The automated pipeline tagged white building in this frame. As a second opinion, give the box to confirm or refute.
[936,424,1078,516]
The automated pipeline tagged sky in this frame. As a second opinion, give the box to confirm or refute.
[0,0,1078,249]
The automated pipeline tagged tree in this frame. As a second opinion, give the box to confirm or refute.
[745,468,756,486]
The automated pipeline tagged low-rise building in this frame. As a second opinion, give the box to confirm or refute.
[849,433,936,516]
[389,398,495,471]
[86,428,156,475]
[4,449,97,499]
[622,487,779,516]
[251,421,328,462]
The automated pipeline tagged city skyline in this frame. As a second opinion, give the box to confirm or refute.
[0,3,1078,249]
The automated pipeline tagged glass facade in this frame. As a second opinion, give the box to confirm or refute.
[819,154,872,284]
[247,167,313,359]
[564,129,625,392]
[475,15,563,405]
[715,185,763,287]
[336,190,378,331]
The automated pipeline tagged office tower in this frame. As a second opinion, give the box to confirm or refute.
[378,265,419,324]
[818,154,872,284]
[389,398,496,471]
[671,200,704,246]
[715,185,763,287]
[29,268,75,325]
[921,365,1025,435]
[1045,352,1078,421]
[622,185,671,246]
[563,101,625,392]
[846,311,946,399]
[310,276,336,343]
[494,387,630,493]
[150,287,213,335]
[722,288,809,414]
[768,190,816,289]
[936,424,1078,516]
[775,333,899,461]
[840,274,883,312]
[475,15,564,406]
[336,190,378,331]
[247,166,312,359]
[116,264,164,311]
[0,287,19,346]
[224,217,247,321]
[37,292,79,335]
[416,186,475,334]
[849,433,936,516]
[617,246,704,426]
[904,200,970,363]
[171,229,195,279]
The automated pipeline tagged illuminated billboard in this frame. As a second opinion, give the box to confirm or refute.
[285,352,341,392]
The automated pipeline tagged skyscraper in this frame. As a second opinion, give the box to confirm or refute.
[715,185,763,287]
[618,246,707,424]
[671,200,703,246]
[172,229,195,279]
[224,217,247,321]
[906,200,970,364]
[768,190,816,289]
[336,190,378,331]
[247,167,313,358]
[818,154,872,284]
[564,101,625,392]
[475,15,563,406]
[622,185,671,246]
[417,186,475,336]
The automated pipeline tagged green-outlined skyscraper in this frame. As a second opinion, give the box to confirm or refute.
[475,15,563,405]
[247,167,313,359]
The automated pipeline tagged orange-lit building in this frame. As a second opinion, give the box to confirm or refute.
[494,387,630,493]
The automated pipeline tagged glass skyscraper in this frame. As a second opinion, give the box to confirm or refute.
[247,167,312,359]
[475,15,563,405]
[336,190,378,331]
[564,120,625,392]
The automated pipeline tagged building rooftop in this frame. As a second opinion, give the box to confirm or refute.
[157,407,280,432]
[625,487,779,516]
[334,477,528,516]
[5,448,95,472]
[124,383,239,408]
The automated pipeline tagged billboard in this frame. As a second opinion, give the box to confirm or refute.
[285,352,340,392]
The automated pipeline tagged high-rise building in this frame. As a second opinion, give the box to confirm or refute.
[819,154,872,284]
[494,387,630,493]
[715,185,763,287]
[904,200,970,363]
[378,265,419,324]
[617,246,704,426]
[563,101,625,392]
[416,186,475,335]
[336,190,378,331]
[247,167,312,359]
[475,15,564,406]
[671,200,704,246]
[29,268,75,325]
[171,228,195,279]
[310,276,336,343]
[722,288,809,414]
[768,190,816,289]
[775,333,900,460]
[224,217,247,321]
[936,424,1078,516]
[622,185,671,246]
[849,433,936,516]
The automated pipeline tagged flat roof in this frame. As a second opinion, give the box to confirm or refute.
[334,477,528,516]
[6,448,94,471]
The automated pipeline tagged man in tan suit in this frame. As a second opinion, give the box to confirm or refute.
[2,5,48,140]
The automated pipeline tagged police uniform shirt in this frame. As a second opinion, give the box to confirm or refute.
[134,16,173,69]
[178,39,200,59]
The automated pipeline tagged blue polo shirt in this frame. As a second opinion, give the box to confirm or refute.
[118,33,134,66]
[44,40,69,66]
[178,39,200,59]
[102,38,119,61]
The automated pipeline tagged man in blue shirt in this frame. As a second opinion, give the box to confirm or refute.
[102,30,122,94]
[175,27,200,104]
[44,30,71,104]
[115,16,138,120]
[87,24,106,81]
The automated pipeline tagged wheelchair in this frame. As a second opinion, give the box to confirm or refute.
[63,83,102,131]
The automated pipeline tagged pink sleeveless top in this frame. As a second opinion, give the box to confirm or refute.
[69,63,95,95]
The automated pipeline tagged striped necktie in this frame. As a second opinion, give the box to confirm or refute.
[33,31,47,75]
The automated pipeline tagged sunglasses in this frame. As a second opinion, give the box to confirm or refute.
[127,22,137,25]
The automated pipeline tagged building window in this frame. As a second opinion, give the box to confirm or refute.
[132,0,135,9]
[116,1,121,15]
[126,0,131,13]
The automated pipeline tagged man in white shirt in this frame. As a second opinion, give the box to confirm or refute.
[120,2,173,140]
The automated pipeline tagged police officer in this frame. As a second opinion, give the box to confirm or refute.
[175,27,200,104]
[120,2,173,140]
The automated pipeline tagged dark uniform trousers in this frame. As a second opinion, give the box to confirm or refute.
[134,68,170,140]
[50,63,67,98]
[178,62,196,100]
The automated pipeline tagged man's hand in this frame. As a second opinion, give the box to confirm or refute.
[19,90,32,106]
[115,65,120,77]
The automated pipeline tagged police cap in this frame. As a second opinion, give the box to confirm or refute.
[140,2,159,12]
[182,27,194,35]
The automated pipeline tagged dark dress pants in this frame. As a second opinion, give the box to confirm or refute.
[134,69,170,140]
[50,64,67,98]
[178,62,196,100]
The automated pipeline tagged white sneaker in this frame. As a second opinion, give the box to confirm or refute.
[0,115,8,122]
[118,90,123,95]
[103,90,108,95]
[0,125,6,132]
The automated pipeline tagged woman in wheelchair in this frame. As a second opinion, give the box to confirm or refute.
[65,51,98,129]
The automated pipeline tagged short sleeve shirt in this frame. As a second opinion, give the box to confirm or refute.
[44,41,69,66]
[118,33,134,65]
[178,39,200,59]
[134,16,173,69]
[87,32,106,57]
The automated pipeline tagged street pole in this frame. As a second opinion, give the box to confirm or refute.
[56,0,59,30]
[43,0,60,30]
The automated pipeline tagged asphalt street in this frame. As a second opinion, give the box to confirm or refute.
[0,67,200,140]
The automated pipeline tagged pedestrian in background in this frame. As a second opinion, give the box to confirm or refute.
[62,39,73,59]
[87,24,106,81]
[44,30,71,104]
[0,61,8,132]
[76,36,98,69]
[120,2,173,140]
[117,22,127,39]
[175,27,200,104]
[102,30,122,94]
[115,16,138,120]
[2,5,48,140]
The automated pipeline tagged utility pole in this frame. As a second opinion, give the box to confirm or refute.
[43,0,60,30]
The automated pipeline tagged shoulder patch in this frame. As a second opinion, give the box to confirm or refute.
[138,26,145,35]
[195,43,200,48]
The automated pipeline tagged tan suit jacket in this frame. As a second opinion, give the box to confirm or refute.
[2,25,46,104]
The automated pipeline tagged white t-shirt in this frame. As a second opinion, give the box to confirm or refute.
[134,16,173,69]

======

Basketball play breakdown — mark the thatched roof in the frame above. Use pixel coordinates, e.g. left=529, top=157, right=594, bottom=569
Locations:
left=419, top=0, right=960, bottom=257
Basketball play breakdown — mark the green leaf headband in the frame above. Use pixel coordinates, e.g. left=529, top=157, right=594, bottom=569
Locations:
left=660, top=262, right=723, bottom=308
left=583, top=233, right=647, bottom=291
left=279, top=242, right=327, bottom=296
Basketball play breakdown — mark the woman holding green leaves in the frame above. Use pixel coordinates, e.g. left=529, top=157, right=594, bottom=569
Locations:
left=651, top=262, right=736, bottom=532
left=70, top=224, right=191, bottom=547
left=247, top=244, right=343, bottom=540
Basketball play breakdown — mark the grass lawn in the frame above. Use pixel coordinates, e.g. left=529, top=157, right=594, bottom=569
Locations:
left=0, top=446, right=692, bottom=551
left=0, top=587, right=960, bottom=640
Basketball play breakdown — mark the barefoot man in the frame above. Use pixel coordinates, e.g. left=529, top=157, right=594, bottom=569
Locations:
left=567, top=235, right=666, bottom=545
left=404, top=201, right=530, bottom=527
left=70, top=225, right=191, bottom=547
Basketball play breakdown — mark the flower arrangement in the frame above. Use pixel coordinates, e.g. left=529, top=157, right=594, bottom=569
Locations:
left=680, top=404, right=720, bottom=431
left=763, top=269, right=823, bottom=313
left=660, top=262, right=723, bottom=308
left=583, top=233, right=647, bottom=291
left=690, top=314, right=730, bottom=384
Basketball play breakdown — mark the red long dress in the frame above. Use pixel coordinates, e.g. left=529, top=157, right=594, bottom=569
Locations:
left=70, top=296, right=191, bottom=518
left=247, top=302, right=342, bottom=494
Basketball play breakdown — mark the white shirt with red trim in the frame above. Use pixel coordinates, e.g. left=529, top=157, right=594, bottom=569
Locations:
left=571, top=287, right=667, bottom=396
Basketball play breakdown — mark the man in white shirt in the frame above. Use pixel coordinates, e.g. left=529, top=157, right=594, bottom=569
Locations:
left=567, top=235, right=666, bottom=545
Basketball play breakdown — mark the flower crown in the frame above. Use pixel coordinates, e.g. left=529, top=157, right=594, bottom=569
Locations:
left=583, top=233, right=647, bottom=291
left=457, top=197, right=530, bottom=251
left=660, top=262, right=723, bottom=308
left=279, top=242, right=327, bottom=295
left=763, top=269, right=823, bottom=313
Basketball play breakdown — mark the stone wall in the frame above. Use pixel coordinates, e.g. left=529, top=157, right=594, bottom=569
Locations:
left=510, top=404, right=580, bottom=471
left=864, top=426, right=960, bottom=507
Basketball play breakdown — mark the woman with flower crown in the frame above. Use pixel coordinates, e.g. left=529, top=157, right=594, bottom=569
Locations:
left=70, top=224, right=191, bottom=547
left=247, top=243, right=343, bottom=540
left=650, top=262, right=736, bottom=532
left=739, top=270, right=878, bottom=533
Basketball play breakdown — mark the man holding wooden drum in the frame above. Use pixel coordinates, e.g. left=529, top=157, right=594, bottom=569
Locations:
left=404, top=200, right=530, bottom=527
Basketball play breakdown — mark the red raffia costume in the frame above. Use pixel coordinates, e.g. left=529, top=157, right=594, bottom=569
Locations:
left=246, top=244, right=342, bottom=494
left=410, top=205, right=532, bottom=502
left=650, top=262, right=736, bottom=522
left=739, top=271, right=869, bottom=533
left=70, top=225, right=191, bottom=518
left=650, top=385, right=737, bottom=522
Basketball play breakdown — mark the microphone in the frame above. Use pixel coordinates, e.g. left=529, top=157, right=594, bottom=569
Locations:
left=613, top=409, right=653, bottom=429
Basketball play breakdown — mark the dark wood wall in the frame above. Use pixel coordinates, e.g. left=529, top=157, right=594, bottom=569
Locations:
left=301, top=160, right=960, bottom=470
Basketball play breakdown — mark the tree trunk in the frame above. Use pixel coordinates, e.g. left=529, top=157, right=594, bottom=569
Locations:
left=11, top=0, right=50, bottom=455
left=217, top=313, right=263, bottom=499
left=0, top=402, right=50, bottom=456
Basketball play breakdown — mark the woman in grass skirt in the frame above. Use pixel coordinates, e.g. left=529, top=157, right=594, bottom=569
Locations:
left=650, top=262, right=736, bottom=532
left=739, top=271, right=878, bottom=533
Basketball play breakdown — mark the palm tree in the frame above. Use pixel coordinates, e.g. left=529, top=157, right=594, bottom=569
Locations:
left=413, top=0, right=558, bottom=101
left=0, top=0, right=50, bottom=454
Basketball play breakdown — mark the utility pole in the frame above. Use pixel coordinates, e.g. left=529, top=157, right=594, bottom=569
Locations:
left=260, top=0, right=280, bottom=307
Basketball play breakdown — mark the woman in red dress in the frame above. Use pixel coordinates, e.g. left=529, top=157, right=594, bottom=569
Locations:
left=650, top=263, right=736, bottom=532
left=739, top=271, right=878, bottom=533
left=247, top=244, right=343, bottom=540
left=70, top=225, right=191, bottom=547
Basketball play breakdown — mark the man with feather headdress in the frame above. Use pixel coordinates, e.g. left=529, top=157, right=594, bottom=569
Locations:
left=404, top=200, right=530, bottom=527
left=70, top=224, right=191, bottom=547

======

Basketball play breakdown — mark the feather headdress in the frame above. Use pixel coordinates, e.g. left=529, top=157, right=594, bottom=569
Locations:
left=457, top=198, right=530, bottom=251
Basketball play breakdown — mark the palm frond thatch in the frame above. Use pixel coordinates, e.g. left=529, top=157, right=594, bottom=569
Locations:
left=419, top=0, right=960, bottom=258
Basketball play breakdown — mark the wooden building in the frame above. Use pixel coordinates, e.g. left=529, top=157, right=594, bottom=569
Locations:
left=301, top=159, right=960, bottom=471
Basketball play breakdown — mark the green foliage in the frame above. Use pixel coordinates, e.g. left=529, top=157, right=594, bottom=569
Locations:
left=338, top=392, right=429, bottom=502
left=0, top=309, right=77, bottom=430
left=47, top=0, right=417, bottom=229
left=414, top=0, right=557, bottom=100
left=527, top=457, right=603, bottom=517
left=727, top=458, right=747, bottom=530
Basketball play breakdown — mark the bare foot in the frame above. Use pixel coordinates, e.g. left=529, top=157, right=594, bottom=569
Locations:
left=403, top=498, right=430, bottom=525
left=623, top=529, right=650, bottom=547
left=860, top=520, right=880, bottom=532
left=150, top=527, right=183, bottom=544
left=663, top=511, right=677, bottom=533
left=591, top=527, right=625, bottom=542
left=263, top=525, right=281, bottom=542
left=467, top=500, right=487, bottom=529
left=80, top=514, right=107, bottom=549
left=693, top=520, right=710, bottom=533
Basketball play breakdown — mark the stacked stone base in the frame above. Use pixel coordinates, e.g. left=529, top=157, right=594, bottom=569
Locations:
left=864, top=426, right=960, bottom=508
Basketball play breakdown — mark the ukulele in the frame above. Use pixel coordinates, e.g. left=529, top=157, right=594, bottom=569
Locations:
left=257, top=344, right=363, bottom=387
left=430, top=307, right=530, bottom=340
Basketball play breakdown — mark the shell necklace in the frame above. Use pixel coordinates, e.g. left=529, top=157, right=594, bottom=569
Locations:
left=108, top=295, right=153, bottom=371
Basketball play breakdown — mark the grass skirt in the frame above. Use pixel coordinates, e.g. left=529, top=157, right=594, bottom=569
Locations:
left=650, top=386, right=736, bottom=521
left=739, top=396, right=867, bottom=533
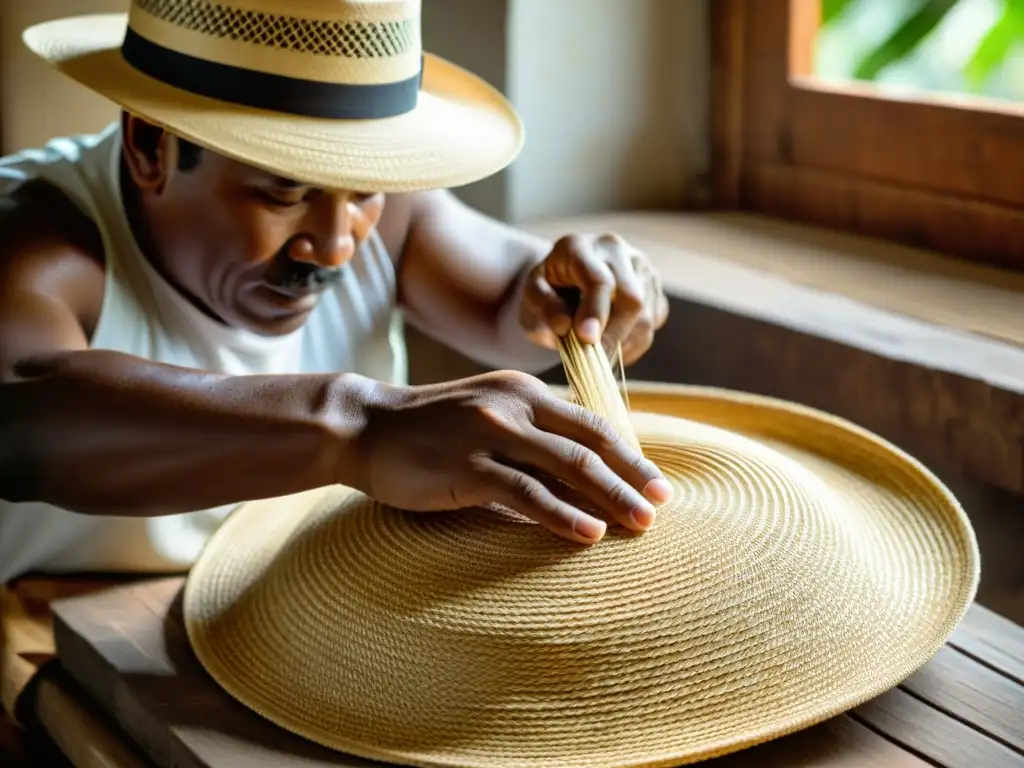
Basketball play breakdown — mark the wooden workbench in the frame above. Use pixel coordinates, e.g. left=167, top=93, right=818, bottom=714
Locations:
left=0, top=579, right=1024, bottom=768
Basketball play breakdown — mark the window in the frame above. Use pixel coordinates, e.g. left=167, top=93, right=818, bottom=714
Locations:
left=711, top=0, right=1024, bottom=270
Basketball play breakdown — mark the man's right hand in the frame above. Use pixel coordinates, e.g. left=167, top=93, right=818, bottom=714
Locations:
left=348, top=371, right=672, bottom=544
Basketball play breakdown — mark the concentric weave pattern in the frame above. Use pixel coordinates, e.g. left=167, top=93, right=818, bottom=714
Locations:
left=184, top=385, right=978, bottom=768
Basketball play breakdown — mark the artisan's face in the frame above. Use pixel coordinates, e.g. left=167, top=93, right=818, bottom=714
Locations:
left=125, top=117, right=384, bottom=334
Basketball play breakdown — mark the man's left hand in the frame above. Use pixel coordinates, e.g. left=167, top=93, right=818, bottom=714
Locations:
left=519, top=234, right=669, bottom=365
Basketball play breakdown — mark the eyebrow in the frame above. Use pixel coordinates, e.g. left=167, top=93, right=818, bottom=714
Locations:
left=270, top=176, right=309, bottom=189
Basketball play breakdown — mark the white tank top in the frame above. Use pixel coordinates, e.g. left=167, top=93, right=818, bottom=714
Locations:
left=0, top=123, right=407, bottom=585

======

Task objective> Rewrite the entries above that fall between the line holding "The automated pipeline tagged dark uniform" and the line holding "[182,27,194,35]", inclusive, putting "peaked cap" in place of "police cap" and leaving everything else unchanged.

Correct response>
The automated pipeline tagged dark uniform trousers in this frame. As a second opinion, give the box to confirm or refute.
[134,68,170,140]
[50,63,67,98]
[178,62,196,100]
The automated pipeline tagged man's hand in this frame. As a second opinion, give the box to confirm or refute.
[19,90,32,106]
[115,65,120,77]
The automated pipeline tagged peaked cap in this frame. As a second opinion, give the box to confirm or refute.
[140,2,159,12]
[182,27,194,35]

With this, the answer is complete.